EXERCISE REQUIREMENTS
Output exactly the lines from the line with "downspout, one per instance" through the end of the records below. Include nothing else.

BEGIN DATA PROVIDED

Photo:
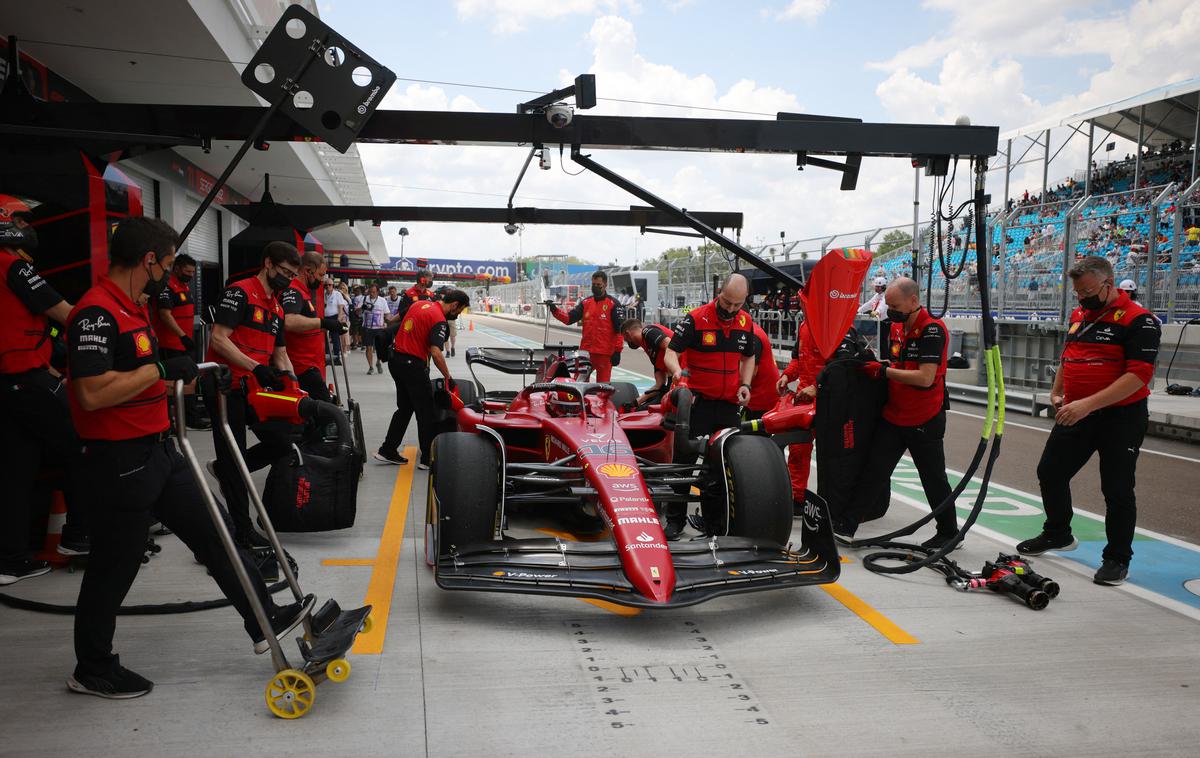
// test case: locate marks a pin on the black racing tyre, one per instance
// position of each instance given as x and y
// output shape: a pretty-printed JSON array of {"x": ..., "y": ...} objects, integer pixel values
[
  {"x": 760, "y": 491},
  {"x": 463, "y": 493},
  {"x": 624, "y": 393}
]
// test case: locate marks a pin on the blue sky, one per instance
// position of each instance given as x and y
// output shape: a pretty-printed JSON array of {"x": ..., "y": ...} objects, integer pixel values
[{"x": 1000, "y": 62}]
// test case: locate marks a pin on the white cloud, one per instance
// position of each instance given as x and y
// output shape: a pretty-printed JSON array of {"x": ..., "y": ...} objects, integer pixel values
[
  {"x": 511, "y": 16},
  {"x": 767, "y": 188},
  {"x": 804, "y": 10}
]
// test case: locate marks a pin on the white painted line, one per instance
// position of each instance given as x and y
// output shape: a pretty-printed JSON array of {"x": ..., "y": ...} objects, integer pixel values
[{"x": 1044, "y": 431}]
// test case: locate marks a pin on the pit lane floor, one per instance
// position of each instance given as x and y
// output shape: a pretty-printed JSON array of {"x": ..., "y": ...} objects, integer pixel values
[{"x": 810, "y": 672}]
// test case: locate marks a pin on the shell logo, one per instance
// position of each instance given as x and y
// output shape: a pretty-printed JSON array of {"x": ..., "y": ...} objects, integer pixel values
[
  {"x": 142, "y": 344},
  {"x": 617, "y": 470}
]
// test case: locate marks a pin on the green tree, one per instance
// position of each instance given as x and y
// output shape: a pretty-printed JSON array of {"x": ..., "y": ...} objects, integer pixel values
[{"x": 894, "y": 240}]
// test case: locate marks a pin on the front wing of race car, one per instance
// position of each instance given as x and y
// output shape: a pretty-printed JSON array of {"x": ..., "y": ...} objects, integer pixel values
[{"x": 705, "y": 569}]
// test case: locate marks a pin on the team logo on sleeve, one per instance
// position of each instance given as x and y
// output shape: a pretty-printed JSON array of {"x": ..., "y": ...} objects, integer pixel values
[{"x": 142, "y": 346}]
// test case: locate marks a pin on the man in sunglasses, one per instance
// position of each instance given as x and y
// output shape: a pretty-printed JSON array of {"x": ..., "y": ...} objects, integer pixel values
[{"x": 1099, "y": 399}]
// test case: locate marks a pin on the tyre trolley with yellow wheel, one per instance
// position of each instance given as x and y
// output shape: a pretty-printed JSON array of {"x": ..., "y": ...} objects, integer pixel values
[{"x": 329, "y": 632}]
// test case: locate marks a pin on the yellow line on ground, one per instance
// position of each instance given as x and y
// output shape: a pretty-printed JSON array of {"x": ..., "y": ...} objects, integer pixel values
[
  {"x": 882, "y": 624},
  {"x": 387, "y": 561}
]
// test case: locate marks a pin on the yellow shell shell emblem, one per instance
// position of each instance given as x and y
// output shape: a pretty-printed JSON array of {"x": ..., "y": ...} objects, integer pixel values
[{"x": 617, "y": 470}]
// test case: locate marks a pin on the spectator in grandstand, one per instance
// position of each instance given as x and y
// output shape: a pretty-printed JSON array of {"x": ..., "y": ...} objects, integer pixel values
[{"x": 1099, "y": 398}]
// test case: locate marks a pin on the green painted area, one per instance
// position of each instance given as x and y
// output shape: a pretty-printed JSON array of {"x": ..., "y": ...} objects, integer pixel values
[{"x": 1008, "y": 511}]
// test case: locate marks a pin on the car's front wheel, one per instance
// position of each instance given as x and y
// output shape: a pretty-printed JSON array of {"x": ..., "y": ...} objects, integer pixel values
[{"x": 463, "y": 494}]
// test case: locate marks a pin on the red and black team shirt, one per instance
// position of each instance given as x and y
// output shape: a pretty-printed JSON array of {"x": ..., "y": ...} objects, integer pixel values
[
  {"x": 24, "y": 330},
  {"x": 178, "y": 299},
  {"x": 423, "y": 328},
  {"x": 763, "y": 393},
  {"x": 256, "y": 319},
  {"x": 714, "y": 350},
  {"x": 655, "y": 338},
  {"x": 109, "y": 332},
  {"x": 927, "y": 342},
  {"x": 1103, "y": 347},
  {"x": 307, "y": 348}
]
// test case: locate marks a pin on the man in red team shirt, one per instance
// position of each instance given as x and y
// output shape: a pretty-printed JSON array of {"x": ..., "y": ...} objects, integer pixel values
[
  {"x": 915, "y": 414},
  {"x": 421, "y": 336},
  {"x": 247, "y": 336},
  {"x": 653, "y": 340},
  {"x": 1099, "y": 398},
  {"x": 601, "y": 316},
  {"x": 135, "y": 471},
  {"x": 304, "y": 326},
  {"x": 174, "y": 325}
]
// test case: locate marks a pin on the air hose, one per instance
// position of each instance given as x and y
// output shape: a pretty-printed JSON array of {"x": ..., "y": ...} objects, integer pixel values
[{"x": 906, "y": 557}]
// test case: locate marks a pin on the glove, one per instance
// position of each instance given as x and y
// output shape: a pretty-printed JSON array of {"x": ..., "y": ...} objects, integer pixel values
[
  {"x": 873, "y": 370},
  {"x": 331, "y": 324},
  {"x": 181, "y": 367},
  {"x": 268, "y": 377}
]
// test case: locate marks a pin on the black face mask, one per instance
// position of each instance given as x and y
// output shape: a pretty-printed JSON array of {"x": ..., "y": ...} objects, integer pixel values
[
  {"x": 153, "y": 286},
  {"x": 1092, "y": 302},
  {"x": 279, "y": 282}
]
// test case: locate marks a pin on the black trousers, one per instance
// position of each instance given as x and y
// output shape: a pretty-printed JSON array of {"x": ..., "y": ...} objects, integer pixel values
[
  {"x": 191, "y": 402},
  {"x": 312, "y": 381},
  {"x": 35, "y": 431},
  {"x": 414, "y": 395},
  {"x": 924, "y": 444},
  {"x": 1116, "y": 434},
  {"x": 259, "y": 456},
  {"x": 133, "y": 483}
]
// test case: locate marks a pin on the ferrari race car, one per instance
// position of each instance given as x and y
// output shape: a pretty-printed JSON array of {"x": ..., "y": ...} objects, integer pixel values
[{"x": 582, "y": 450}]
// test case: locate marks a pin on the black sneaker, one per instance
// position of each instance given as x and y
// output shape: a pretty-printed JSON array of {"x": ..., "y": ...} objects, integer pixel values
[
  {"x": 12, "y": 571},
  {"x": 1111, "y": 572},
  {"x": 1044, "y": 542},
  {"x": 73, "y": 545},
  {"x": 120, "y": 684},
  {"x": 283, "y": 620},
  {"x": 390, "y": 456},
  {"x": 939, "y": 540}
]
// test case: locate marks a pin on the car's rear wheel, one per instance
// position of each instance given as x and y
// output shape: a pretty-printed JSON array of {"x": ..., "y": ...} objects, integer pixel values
[
  {"x": 760, "y": 492},
  {"x": 463, "y": 494}
]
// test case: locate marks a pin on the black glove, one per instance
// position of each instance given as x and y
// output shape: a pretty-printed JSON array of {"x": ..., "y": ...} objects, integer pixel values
[
  {"x": 268, "y": 377},
  {"x": 331, "y": 324},
  {"x": 179, "y": 367}
]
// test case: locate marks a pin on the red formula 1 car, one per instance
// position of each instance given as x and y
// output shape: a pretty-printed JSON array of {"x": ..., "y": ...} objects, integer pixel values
[{"x": 577, "y": 446}]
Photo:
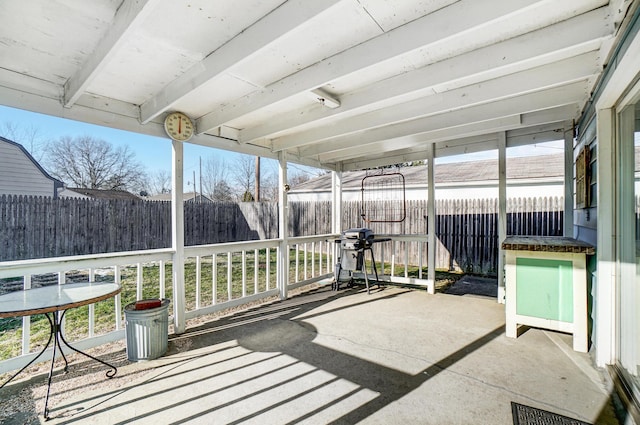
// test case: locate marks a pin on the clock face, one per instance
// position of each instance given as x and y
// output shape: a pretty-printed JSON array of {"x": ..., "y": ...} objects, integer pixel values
[{"x": 178, "y": 126}]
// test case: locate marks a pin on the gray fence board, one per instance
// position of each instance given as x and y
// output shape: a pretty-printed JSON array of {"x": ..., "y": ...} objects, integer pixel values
[{"x": 38, "y": 227}]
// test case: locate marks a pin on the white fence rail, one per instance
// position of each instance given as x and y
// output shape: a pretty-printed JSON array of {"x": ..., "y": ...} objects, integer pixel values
[{"x": 221, "y": 276}]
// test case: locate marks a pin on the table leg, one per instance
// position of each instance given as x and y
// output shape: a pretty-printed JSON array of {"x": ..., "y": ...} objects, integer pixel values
[
  {"x": 56, "y": 331},
  {"x": 110, "y": 373},
  {"x": 36, "y": 357}
]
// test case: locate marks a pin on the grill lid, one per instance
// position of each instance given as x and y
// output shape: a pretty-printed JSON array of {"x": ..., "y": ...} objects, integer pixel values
[{"x": 360, "y": 233}]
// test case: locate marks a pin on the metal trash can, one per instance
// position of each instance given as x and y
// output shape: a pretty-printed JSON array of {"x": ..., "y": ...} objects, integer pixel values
[{"x": 147, "y": 331}]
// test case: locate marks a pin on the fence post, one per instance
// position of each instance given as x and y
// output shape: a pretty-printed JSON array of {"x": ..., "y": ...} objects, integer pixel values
[{"x": 177, "y": 237}]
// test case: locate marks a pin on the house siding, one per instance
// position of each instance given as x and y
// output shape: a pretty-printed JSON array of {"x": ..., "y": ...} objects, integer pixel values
[
  {"x": 585, "y": 219},
  {"x": 20, "y": 176}
]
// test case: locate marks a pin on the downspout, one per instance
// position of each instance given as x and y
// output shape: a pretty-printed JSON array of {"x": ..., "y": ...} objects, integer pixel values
[{"x": 177, "y": 236}]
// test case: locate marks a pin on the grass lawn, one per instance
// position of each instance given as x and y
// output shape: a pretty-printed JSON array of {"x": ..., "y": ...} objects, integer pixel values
[{"x": 77, "y": 319}]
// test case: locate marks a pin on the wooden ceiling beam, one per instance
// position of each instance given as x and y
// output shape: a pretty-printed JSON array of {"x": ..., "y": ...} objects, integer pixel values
[
  {"x": 459, "y": 17},
  {"x": 279, "y": 22},
  {"x": 555, "y": 42},
  {"x": 129, "y": 17}
]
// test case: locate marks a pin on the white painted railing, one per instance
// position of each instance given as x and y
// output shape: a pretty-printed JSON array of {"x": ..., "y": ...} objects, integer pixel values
[
  {"x": 224, "y": 275},
  {"x": 248, "y": 275}
]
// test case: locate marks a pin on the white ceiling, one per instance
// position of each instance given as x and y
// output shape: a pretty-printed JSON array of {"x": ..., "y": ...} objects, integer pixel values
[{"x": 402, "y": 73}]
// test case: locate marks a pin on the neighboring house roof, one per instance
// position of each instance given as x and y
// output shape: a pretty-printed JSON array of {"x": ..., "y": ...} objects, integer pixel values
[
  {"x": 106, "y": 194},
  {"x": 21, "y": 174},
  {"x": 187, "y": 197},
  {"x": 542, "y": 167}
]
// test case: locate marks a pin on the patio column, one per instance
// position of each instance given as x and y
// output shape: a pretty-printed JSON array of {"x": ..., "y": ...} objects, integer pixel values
[
  {"x": 336, "y": 198},
  {"x": 502, "y": 210},
  {"x": 177, "y": 236},
  {"x": 605, "y": 291},
  {"x": 336, "y": 210},
  {"x": 283, "y": 226},
  {"x": 568, "y": 182},
  {"x": 431, "y": 220}
]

END DATA PROVIDED

ANSWER FOR THIS EXERCISE
// test case: locate marks a pin on the downspout, one per instance
// position of each instance given as x and y
// output shape: a pretty-printed JSON array of {"x": ..., "y": ...} objects, integer pixel values
[{"x": 177, "y": 236}]
// test case: locate marks a pin on the grass lawn, one per instance
// position of each instance given as x and y
// output shape: a pretty-printed JSON array of {"x": ..., "y": ...} objects, integer pixel values
[{"x": 77, "y": 319}]
// test case: locate marks a pin on the wooden ceiling beam, one per instance
// position of each instance given as x and y
// output shape: a pretty-printed JSON array of {"x": ..., "y": ...} objects, integer pixel values
[
  {"x": 459, "y": 17},
  {"x": 279, "y": 22},
  {"x": 555, "y": 42},
  {"x": 129, "y": 17}
]
// test case: locate marks a pin on the white painted railing, one per instance
// position of each instance given as x and y
// output shape: a pretty-printed JSON array of {"x": ..., "y": ...} objects, integer pixel values
[
  {"x": 224, "y": 275},
  {"x": 248, "y": 275}
]
// test case: locate marks a pin on the white ceiling, one per instance
// position of each instance given as x and y
// output shape: a pretty-printed JSON array of {"x": ..., "y": ...} objects, integer pixel values
[{"x": 402, "y": 73}]
// test case: locate marks a pin on the neighboring house roof, one per instance
// position of each instance given as x and y
// output shape: a pretty-printed JSON array of {"x": ..., "y": ...} objects, integer pixel values
[
  {"x": 106, "y": 194},
  {"x": 21, "y": 174},
  {"x": 187, "y": 197},
  {"x": 542, "y": 167}
]
// test case: locate marks a pin on the patio column, one per instance
// position of each instance given as x and y
// output shape: a pretty-printed JSON array of {"x": ..., "y": ...} objects, integer pixel values
[
  {"x": 336, "y": 198},
  {"x": 502, "y": 210},
  {"x": 177, "y": 236},
  {"x": 605, "y": 291},
  {"x": 336, "y": 210},
  {"x": 283, "y": 226},
  {"x": 568, "y": 182},
  {"x": 431, "y": 220}
]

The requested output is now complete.